## Written request
Please output each of the rows below verbatim, with nothing altered.

## Supplied records
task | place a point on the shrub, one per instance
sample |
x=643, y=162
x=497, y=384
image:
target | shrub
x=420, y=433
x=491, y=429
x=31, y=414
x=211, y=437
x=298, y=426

## Response
task | place a point on the shrub, one per instance
sample |
x=643, y=162
x=497, y=384
image:
target | shrub
x=420, y=433
x=491, y=429
x=31, y=414
x=211, y=437
x=298, y=426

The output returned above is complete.